SUPPLIED PASSAGE:
+---+

Yes, outgoing you know who sent it, the rule is checked in process
context.
> well, that's better than a kick in the teeth - esp. for userspace
> programs.
>
> doesn't help me with apollon (gift file sharing daemon which is
> kicked off in userspace by apollon client program) but hey.
>
> anyway.
>
> so we have, in the completely uncommented code ipt_owner.c, the
> match() function. it passes in a sk_buff which has some packet
> header structs, a struct sock, which points to a file, which,
> from the usage inside match() shows me that the sk_buff has a
> uid and gid associated with its socket.
No, it's indirect through the file (socket(2) returns a descriptor which
is a handle to a struct file *). The file can be shared.
> okay, then we come to something like oh i dunno match_pid().
>
> this calls find_task_by_pid() on the iptables-owner-recorded
> PID.
>
> then, that task has files (including sockets) associated with it,
> so you have to search through every socket of that thing. task.
> and you're looking for the file struct of the incoming packet.
>
> i'm ASSUMING that when you search the task that the task's
> files - (struct ttask_struct*)p)->files - contains AAALLLL
> sockets and files of that task, not just some it feels like.
that's correct.
> am i right about this?
>
> okay. what happens for _shared_ sockets.
>
> under these circumstances... if you only had one rule for one
> PID, and the socket was shared with another PID then... yes, you'd
> end up in a situation where
>
> in fact, for servers which fork, this would be a problem.
>
> the task_struct would duplicate the files, you'd end up with a
> different PID...
yes.
> ... therefore, _that's_ why ipt_owner is not recommended for use
> with the --pid-owner argument because it's too fluid.
>
> is this what you are referring to when you say:
Yes. Although consider fork/exec (so proc is different).

+---+

DATA LINES:

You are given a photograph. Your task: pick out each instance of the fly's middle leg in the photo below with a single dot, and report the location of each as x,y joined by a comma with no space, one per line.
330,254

+---+

EXERCISE INSTRUCTIONS:
(1) Please copy the part of the ipt_owner discussion that opens with the words containing "that's correct." and closes with "be a problem.".
(2) List each distinct function name in the ipt_owner discussion that is written with empty parentheses.
The data is not needed for what follows.

ANSWERS BELOW:
(1)
that's correct.
> am i right about this?
>
> okay. what happens for _shared_ sockets.
>
> under these circumstances... if you only had one rule for one
> PID, and the socket was shared with another PID then... yes, you'd
> end up in a situation where
>
> in fact, for servers which fork, this would be a problem.

(2)
match()
match_pid()
find_task_by_pid()